HOW TO COMPLETE THIS TASK =>
Answer these from the passage on epistasis:
(a) Which chicken comb type results from the genotype rrpp?
(b) In Labrador Retrievers, what does the B locus control?
(c) What fur and skin color does the genotype bb ee produce?

--- DOCUMENT PASSAGE Enclosed Below ---

Heterozygotes suffer few or no problematic symptoms of sickle cell anemia, nor are they susceptible to malaria.
An epistatic gene locus is one that affects the expression of alleles at another, separate gene locus. The gene locus whose expression is affected by the epistatic locus is said to be hypostatic. Multiple genes, each with more than one allele, can interact to produce unexpected phenotypes due to epistatic interactions.
Pleiotropy can be a result of various epistatic/hypostatic gene interactions, but there are many others, such as...
Comb Shape in Chickens Rose gene: R or r
Pea gene: P or p
Two loci, each with two alleles, interact to produce four possible phenotypes:
- Rose gene, if present in RR or Rr will produce a "rose type" comb--
but ONLY if Pea gene is present in pp condition.
- Pea gene, if present in PP or Pp will produce a "pea type" comb--
but ONLY if Rose gene is present in rr condition.
- If one dominant allele is present for BOTH pea and rose,
a "walnut type" comb results. R_P_ will give "walnut" comb.
- If both alleles are present in double recessive condition,
(rrpp), the wild type, single comb results.
Sometimes only a particular allele of an epistatic gene will mask the full
expression of alleles at a hypostatic locus.
If the allele of the epistatic gene happens to be recessive, the resulting interaction is known as recessive epistasis.
A simple example would be albinism.
Epistasis/Hypostasis alter Metabolic Pathways
Obviously, the genes themselves do not carve chicken combs out of tissue. Rather, the interacting genes can change a biochemical or
develomental sequence. Such gene actions are not always simultaneous, as not all genes "turn on" at the same time during embryo development.
For example, coat and skin color in Labrador Retrievers can be explained by the non-simultaneous action of two gene loci, B and E.
The B locus controls the color of melanin pigment: B is black; b is brown
The E locus prevents melanin from being fully deposited in the hair shaft: E is full pigment; e is diluted pigment
The E locus is epistatic to the B locus: It prevents the complete deposition of the (already-made) melanin pigment in the hair shaft, though it does not affect deposition in the skin.
Thus, the epistatic locus operates "developmentally downstream" (i.e., after the B locus is already expressed) from its hypostatic gene.
The golden coat is an example of recessive epistasis: the recessive allele of a gene (i.e., the e allele that prevents pigment deposition) exerts epistasis over another locus (the B locus, controlling pigment color), resulting in the pale-colored hair shafts.
- B- E- will be black (fur and skin)
- B- ee will be yellow fur, dark skin
- bb E- will be brown fur, brown skin
- bb ee will be yellow with brown skin
Gene Interactions Produce Polymorphism
There are countless polygenic traits, from the mundane to the unusual.

--- End of Enclosed DOCUMENT PASSAGE ---
--- RECORDS Enclosed Below ---

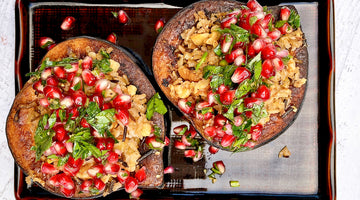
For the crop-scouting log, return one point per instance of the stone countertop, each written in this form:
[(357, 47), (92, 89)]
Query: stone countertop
[(347, 94)]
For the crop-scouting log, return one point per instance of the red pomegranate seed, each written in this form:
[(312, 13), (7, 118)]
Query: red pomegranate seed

--- End of Enclosed RECORDS ---

SOLUTION =>
(a) The wild type, single comb.
(b) The color of melanin pigment: B is black and b is brown.
(c) Yellow fur with brown skin.